Text shown
#####

But from my perspective, neither Alice nor Beatrice is a freeloader. The right way to look at Social Security, Medicare, and Medicaid, in my opinion, is as insurance programs. They protect people against risks that may not materialize until decades in the future (unemployment, disability, death of a spouse, poor health, health care inflation, etc.). When Alice and Beatrice entered the workforce at age twenty-five, neither one could know which of the two would lose her job thirty years later, so they both benefit equally from the existence of Medicaid. I guess if someone never has any intention of working but plans to simply live off of welfare programs you could call her a freeloader, but given the paucity of the current safety net I don’t think that’s a viable strategy in this country.
As I wrote in yesterday’s post, Americans like the things that government spends money on, but they claim not to like government, which leads to our current political mess. In White House Burning, we argue that providing social insurance is an essential and valuable function of the federal government. If people realize that the government’s principal activity is protecting them against long-term risks through programs that they already like, they may change their opinions of the government and their willingness to pay for it. We can all dream.

#####

(Dataset entries)
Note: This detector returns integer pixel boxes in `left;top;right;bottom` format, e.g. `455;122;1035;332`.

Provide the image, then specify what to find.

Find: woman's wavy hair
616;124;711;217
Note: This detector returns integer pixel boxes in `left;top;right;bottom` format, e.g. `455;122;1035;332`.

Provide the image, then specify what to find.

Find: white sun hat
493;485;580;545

#####

What to produce
Extend the passage on Social Security, Medicare, and Medicaid as social insurance, starting after its final sentence. The rows are a separate body of material with no connection to the passage on social insurance.

Task answer
* I have not read the book, but I did read the paper.
** In 2010, general revenue contributions to Medicare were $213 billion, which is 16 percent of total tax revenues, excluding payroll taxes, of $1,298 billion. Those figures are from the OMB Fiscal Year 2012 budget, Historical Tables, Tables 2.1 and 13.1.
*** In 2010, federal spending on Medicaid was $273 billion. That’s from Table 11.3.
**** Total Medicaid spending in 2009 was $251 billion (Table 11.3). Long-term care spending was $122 billion.
***** It is appropriate to subtract out Medicaid long-term care benefits because Medicaid is the long-term care safety net for Medicare beneficiaries, so the value of those benefits is the same for Medicaid and Medicare enrollees.